▸ Task to complete:
Read the data below line by line and state how many lines hold "bright". Nothing else belongs in the answer.

▸ Dataset excerpts:
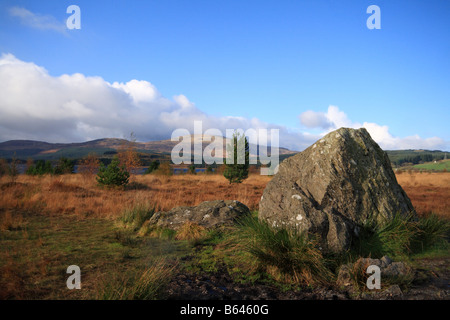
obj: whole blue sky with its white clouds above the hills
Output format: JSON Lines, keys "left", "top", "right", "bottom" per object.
{"left": 0, "top": 0, "right": 450, "bottom": 151}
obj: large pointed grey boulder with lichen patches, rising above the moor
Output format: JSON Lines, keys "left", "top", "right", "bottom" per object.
{"left": 259, "top": 128, "right": 415, "bottom": 252}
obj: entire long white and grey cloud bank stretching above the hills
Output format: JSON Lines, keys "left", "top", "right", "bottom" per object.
{"left": 0, "top": 54, "right": 444, "bottom": 151}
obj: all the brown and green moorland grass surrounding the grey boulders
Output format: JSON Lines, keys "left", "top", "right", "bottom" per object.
{"left": 0, "top": 174, "right": 450, "bottom": 299}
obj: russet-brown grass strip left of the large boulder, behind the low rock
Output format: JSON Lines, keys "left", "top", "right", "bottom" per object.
{"left": 0, "top": 174, "right": 270, "bottom": 219}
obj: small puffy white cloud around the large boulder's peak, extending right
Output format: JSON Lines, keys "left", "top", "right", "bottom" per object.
{"left": 299, "top": 105, "right": 446, "bottom": 150}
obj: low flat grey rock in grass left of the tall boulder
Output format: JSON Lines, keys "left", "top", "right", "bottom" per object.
{"left": 149, "top": 200, "right": 250, "bottom": 230}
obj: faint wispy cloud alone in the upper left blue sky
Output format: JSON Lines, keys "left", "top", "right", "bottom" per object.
{"left": 8, "top": 7, "right": 66, "bottom": 33}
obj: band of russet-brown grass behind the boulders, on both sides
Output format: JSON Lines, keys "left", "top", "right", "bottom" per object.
{"left": 0, "top": 172, "right": 450, "bottom": 220}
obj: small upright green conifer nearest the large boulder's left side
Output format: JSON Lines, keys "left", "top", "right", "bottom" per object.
{"left": 223, "top": 132, "right": 250, "bottom": 184}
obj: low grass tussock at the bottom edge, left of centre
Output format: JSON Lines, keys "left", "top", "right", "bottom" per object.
{"left": 97, "top": 260, "right": 175, "bottom": 300}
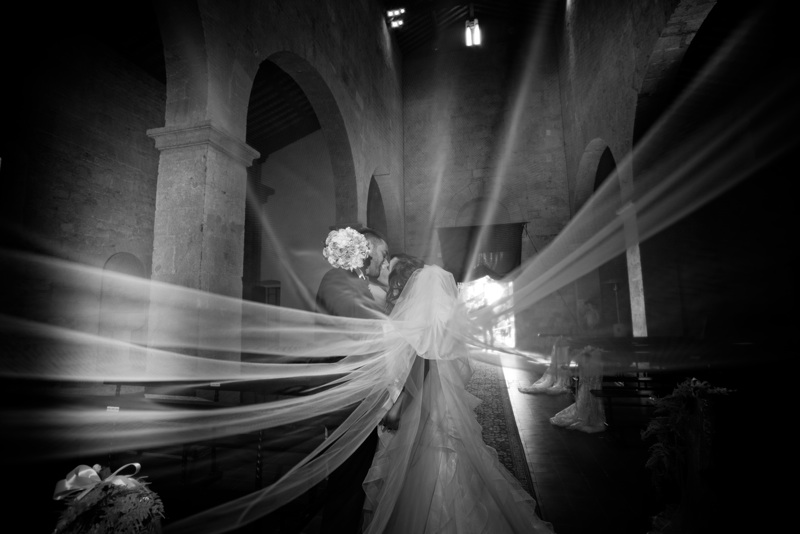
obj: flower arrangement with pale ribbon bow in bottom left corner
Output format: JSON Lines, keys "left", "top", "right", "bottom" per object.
{"left": 53, "top": 463, "right": 164, "bottom": 534}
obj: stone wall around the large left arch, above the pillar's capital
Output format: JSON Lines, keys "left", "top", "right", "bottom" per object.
{"left": 184, "top": 0, "right": 402, "bottom": 225}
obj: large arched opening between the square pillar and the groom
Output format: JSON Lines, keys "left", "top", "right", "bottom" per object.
{"left": 243, "top": 52, "right": 357, "bottom": 310}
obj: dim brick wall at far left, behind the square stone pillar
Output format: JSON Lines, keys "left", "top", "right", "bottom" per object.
{"left": 3, "top": 37, "right": 165, "bottom": 331}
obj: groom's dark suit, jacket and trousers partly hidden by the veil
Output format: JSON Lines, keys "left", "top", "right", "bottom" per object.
{"left": 317, "top": 268, "right": 383, "bottom": 534}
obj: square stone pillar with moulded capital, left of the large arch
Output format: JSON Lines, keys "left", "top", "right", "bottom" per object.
{"left": 147, "top": 121, "right": 258, "bottom": 371}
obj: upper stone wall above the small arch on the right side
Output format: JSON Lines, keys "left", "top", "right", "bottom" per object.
{"left": 558, "top": 0, "right": 679, "bottom": 209}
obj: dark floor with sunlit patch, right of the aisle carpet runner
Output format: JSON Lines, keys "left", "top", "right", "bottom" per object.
{"left": 505, "top": 368, "right": 660, "bottom": 534}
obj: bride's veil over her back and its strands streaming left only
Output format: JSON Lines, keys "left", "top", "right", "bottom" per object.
{"left": 0, "top": 246, "right": 524, "bottom": 532}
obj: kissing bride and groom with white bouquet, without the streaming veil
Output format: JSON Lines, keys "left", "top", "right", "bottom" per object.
{"left": 316, "top": 228, "right": 553, "bottom": 534}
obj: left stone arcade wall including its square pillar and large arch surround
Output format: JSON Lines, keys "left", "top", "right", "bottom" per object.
{"left": 143, "top": 1, "right": 402, "bottom": 312}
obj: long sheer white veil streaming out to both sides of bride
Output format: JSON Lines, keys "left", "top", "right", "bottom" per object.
{"left": 0, "top": 30, "right": 798, "bottom": 532}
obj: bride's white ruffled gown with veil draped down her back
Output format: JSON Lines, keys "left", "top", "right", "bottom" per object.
{"left": 363, "top": 266, "right": 553, "bottom": 534}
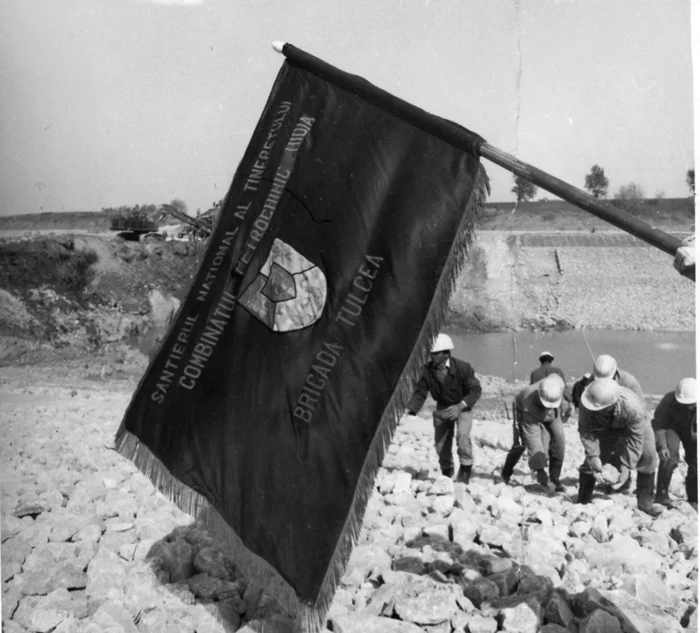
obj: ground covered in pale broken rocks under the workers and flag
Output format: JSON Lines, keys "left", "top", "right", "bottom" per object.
{"left": 0, "top": 354, "right": 698, "bottom": 633}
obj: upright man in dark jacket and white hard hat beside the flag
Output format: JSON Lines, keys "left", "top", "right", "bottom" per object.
{"left": 407, "top": 333, "right": 481, "bottom": 484}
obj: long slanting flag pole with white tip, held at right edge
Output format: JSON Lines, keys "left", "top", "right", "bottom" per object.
{"left": 272, "top": 42, "right": 695, "bottom": 281}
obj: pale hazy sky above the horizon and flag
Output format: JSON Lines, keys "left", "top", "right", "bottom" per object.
{"left": 0, "top": 0, "right": 693, "bottom": 214}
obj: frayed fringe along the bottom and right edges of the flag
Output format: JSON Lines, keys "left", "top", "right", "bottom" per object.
{"left": 116, "top": 165, "right": 489, "bottom": 633}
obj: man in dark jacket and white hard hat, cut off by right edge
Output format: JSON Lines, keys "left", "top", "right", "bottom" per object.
{"left": 652, "top": 378, "right": 698, "bottom": 510}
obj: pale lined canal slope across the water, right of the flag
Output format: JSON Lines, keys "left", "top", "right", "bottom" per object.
{"left": 449, "top": 231, "right": 695, "bottom": 331}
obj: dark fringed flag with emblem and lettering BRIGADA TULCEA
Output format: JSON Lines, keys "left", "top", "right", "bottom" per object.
{"left": 116, "top": 45, "right": 488, "bottom": 630}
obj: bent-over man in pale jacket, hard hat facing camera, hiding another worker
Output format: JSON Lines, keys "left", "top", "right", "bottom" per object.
{"left": 578, "top": 378, "right": 663, "bottom": 516}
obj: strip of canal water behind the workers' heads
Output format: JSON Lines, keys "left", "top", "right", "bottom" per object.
{"left": 447, "top": 329, "right": 696, "bottom": 395}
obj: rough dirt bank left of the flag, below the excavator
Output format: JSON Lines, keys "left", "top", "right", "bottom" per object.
{"left": 0, "top": 235, "right": 204, "bottom": 363}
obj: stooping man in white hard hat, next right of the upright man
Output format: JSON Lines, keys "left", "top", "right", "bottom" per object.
{"left": 501, "top": 374, "right": 569, "bottom": 492}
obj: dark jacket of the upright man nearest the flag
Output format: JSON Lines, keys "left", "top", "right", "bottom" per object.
{"left": 407, "top": 356, "right": 481, "bottom": 415}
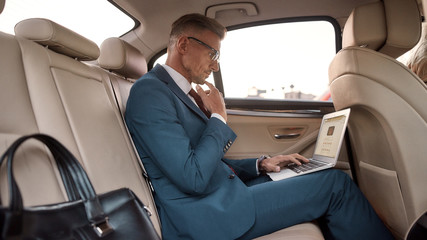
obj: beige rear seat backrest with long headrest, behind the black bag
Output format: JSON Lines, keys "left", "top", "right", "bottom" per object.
{"left": 0, "top": 19, "right": 160, "bottom": 234}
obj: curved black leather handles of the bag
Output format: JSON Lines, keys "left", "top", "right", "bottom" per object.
{"left": 0, "top": 134, "right": 112, "bottom": 235}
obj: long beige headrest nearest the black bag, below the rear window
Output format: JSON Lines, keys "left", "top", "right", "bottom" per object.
{"left": 15, "top": 18, "right": 99, "bottom": 61}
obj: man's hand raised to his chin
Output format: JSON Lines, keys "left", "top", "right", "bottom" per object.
{"left": 196, "top": 82, "right": 227, "bottom": 121}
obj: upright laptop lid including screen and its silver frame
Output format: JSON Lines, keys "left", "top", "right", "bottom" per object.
{"left": 313, "top": 109, "right": 350, "bottom": 164}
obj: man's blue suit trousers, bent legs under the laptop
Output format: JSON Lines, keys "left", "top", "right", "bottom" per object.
{"left": 239, "top": 170, "right": 393, "bottom": 240}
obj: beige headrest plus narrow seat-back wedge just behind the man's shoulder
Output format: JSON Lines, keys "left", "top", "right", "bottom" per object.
{"left": 98, "top": 37, "right": 147, "bottom": 114}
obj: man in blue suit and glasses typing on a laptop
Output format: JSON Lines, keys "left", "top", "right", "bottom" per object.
{"left": 126, "top": 14, "right": 392, "bottom": 240}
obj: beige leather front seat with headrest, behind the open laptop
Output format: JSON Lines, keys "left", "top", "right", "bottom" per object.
{"left": 329, "top": 0, "right": 427, "bottom": 239}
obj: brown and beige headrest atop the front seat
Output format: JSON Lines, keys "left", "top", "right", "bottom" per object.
{"left": 343, "top": 0, "right": 421, "bottom": 58}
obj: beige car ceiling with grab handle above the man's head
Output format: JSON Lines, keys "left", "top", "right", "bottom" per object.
{"left": 113, "top": 0, "right": 421, "bottom": 59}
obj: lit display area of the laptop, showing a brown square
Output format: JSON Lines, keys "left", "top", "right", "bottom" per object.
{"left": 314, "top": 115, "right": 346, "bottom": 158}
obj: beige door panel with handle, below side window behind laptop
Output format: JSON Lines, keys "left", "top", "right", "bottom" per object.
{"left": 225, "top": 110, "right": 351, "bottom": 175}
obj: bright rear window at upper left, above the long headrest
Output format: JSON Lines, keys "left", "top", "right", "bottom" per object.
{"left": 0, "top": 0, "right": 136, "bottom": 45}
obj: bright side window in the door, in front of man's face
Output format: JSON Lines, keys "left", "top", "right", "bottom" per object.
{"left": 220, "top": 21, "right": 337, "bottom": 100}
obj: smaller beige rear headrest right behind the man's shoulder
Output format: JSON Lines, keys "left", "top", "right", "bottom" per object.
{"left": 98, "top": 37, "right": 147, "bottom": 79}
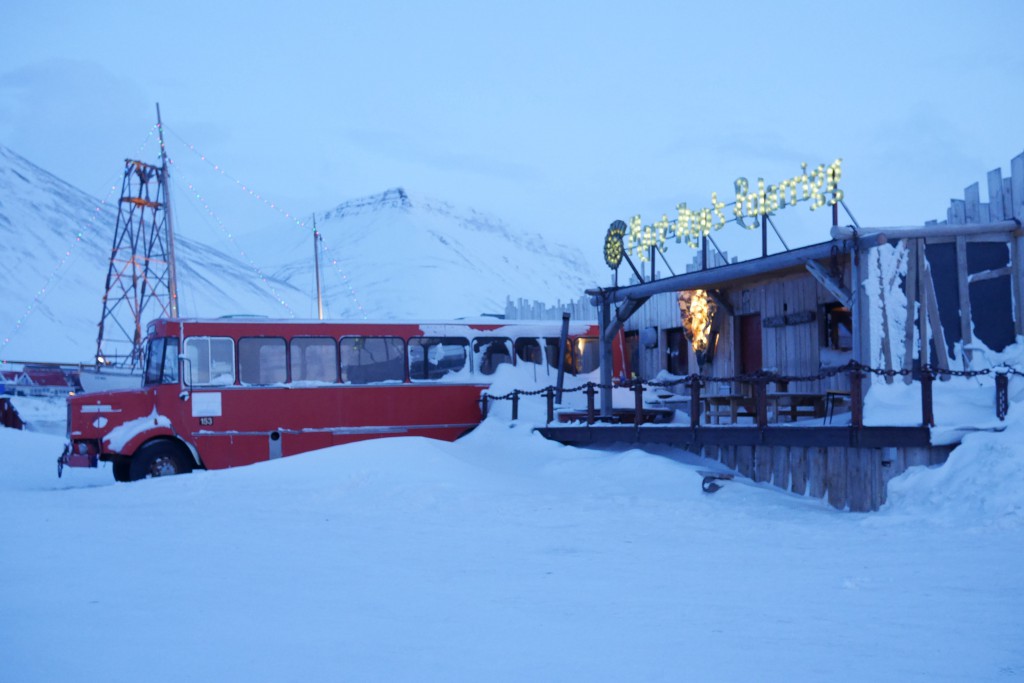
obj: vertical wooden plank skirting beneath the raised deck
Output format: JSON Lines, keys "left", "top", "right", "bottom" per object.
{"left": 700, "top": 445, "right": 953, "bottom": 512}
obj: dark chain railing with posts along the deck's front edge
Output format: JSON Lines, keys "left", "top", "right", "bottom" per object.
{"left": 480, "top": 360, "right": 1024, "bottom": 429}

▸ Answer box:
2